> Problem: Quote the data below in full, please, without altering anything.

> Exercise material:
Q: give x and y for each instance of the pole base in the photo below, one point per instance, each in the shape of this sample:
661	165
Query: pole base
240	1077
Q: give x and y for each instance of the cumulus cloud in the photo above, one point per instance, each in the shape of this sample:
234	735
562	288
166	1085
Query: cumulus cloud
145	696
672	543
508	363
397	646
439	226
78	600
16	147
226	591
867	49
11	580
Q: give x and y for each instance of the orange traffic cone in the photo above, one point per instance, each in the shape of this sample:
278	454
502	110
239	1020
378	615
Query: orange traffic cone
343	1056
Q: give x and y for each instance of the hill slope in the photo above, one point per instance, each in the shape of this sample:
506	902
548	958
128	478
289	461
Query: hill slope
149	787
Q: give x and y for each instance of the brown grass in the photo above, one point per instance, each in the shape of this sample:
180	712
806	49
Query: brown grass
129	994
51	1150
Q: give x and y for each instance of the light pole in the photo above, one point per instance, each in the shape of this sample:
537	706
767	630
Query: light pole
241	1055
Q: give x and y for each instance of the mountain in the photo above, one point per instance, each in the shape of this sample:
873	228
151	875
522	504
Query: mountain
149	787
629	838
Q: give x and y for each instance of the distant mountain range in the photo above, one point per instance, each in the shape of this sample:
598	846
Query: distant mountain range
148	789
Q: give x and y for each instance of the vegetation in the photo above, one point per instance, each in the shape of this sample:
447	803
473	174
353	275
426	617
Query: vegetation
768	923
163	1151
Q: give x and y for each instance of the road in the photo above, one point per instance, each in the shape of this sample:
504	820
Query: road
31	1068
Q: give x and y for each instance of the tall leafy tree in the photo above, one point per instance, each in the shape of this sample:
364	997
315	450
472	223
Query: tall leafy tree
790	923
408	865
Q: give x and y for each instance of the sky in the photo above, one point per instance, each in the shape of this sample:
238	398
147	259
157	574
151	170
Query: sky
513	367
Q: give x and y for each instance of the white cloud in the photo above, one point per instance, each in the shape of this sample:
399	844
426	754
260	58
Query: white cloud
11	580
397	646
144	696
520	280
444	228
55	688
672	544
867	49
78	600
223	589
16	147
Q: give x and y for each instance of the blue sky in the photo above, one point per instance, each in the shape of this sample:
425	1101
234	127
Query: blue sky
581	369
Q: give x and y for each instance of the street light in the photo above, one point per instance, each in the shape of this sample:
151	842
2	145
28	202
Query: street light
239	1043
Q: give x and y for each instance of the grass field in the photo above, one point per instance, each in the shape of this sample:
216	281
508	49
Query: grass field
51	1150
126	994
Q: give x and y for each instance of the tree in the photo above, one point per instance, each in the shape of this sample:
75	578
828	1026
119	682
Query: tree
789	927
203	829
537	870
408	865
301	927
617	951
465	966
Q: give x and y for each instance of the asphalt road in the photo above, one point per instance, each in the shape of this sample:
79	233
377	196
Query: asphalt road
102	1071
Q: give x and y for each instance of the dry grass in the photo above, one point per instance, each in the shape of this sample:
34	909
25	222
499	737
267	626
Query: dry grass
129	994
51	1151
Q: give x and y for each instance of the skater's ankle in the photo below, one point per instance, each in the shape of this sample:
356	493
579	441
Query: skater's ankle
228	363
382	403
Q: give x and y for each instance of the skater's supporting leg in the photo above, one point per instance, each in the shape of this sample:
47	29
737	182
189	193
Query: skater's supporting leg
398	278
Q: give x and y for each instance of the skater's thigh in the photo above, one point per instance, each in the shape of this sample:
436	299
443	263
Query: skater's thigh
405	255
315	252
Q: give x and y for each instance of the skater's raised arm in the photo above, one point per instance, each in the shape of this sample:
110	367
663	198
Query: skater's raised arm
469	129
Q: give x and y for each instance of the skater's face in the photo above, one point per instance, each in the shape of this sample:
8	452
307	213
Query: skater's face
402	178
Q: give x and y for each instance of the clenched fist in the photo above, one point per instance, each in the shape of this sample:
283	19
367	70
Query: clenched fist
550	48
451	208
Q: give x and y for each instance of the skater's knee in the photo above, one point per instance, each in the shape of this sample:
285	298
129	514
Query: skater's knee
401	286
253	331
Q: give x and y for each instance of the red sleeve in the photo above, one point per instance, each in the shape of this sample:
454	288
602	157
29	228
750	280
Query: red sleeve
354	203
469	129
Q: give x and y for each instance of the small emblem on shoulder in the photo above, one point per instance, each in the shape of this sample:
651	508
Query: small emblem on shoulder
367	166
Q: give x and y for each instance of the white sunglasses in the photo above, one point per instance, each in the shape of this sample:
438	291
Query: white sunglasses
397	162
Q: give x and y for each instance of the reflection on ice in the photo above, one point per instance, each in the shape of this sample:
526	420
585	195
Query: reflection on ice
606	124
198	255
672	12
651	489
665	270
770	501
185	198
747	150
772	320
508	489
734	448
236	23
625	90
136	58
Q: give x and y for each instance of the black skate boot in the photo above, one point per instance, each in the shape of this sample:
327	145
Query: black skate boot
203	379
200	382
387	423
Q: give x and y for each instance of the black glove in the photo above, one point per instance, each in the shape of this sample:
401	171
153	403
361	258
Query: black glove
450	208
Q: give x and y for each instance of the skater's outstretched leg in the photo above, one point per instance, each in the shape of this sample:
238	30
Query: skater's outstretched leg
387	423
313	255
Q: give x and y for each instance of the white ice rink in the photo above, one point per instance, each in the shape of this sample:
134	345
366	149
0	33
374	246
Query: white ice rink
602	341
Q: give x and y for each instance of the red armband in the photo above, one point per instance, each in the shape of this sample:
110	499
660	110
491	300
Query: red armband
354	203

> Full answer:
Q: give x and y for each instance of the pole base in the photo below, one point per instance, each in the shape of this sample:
661	165
Query: pole base
240	1077
Q: give x and y for each instance of the cumulus cloud in the photo above, one point per instance, each in the shape of this sample:
234	735
562	288
166	1085
Query: cumulus cloud
145	696
672	543
508	363
397	646
439	226
78	600
16	147
226	591
867	49
11	580
Q: give x and y for each instance of the orange traffic cone in the photo above, one point per instance, each in the shape of this sample:
278	454
502	110
239	1020
378	615
Query: orange traffic cone
343	1056
Q: give x and y for each instance of the hill slope in the photo above, one point per instance, each in the shape of this sample:
506	902
548	958
128	478
289	461
Query: hill slope
149	787
Q: give x and y for each instance of the brown grass in the photo above, one point per instance, each in the shape of this sample:
180	712
806	49
Query: brown grass
129	994
51	1150
Q: give x and y for each instance of the light pole in the photo above, one point per instance, each in the shape of this sample:
537	706
767	630
Query: light pole
241	1055
Q: give x and y for each instance of the mountain in the photo above, one point per instance, each in the shape of this sample:
873	228
151	875
522	504
Query: mountain
149	787
629	838
Q: give x and y for each instance of the distant mountain range in the photo above, one point per instance, each in the shape of this sample:
598	846
Query: distant mountain range
148	789
Q: give x and y for each instance of the vegetation in the photo above, one point per instance, each in the shape of this sample:
447	803
473	174
353	275
426	617
Query: vegetation
768	923
163	1151
Q: give x and y for each instance of the road in the photo above, one point per instance, each in the shape of this sample:
504	820
Query: road
31	1068
Q: give x and y for each instance of the tall leafy tree in the photo above, one point per instance, each in the shape of this sample:
364	997
315	450
472	223
Query: tall leafy tree
790	923
408	865
Q: give x and y for each instance of the sky in the photo above, one point per instance, each in the shape of this sample:
238	398
147	259
157	574
151	170
Query: sky
513	367
Q: give x and y for each instance of the white cloud in the photo above, one point per instance, each in the shape of this sample:
399	844
426	754
260	58
Query: white cloud
11	580
397	646
144	696
520	280
444	228
55	688
672	544
867	49
78	600
223	589
16	147
Q: give x and y for each instance of the blue sky in the photo above, one point per instance, each in the shape of this sample:
425	1101
234	127
Query: blue sky
581	369
Q: give x and y for each instance of the street light in the photo above, one point per instance, each in the shape of this sample:
151	842
2	145
28	202
Query: street light
239	1043
Q: give x and y for each instance of the grass field in the photo above, one point per instance, each in the shape of this sample:
216	281
508	49
Query: grass field
51	1150
126	994
Q: give x and y for each instance of the tree in the photo above, one point per instance, each in the shape of this sample:
75	578
828	1026
119	682
Query: tree
789	927
203	829
537	870
408	865
301	927
617	951
465	966
Q: give x and y for each instance of the asphalt road in the photo above, one point per instance, each in the shape of this sample:
79	233
377	196
Query: asphalt road
102	1071
Q: give x and y for each instance of the dry grass in the photo above, one point per instance, each in the shape of this sample:
34	909
25	222
499	737
267	626
Query: dry grass
129	994
51	1151
Q: give x and y for each instance of the skater's ankle in the photo below, one point per instance, each in the shape of this sample:
356	493
579	441
Query: skater's ankle
228	363
382	403
Q: give x and y for each instance of the skater's supporting leg in the photo above, one point per instance, each in the shape of this sample:
47	29
737	182
189	193
Query: skater's supporting leg
398	278
Q: give x and y for each instance of the skater's thigh in the photo above, one point per instance, each in the shape of this sample:
436	299
443	263
Query: skater's thigh
405	255
315	252
Q: give x and y for each instance of the skater's raised arm in the photo above, one point per instance, each in the shape of this sample:
110	367
663	198
Query: skater's raised arm
469	129
Q: give x and y for each instance of the skater's face in the photo above, one point per instance, each in the shape of this sample:
8	452
307	213
Query: skater's face
402	178
Q: give x and y for each instance of the clenched fist in the photo above, one point per instance, each in the shape of this sample:
283	19
367	70
Query: clenched fist
550	48
451	208
Q: give x and y for each instance of the skater's knee in the photo above, one point per instance, each in the shape of this sample:
285	298
129	514
Query: skater's knee
401	286
253	331
Q: give x and y for each instance of the red sleeve in the photo above, one point per instance, each in the shape of this sample:
454	288
602	157
29	228
750	280
Query: red sleeve
354	203
469	129
Q: give x and y for each instance of the small emblem on shoulder in the photo above, one point per instance, each in the shape of this sample:
651	508
Query: small emblem on shoulder
367	166
Q: give x and y for each instance of the white sunglasses in the photo above, one point per instance, each in the shape of this sample:
438	291
Query: white sunglasses
397	162
Q: give x and y for each instance of the reflection on ice in the photo above, one point per instance, each in the shape of this sample:
526	420
585	195
Query: reflection on ice
606	124
198	255
672	12
651	489
665	270
770	501
185	198
747	150
772	320
508	489
734	448
236	23
625	90
136	58
Q: give x and y for each instance of the black skate boot in the photo above, one point per instance, each in the shape of this sample:
327	145
Query: black skate boot
203	379
200	382
387	423
Q: give x and y for each instance of the black glove in the photo above, one point per instance, each in the shape of this sample:
401	171
153	403
361	258
Query: black glove
450	208
Q: give x and y for each instance of the skater's outstretched leg in the photo above, one point per instance, each in the shape of this sample:
238	30
Query: skater's outstretched leg
387	423
313	255
Q: give x and y for each instance of the white ice rink in the photo above, one point per instance, each in the shape of this sample:
134	345
366	149
0	33
374	246
Query: white ice rink
602	341
Q: give x and y for each instance of the red armband in the photo above, one point per instance, each in the shape of this sample:
110	499
660	110
491	300
Query: red armband
354	203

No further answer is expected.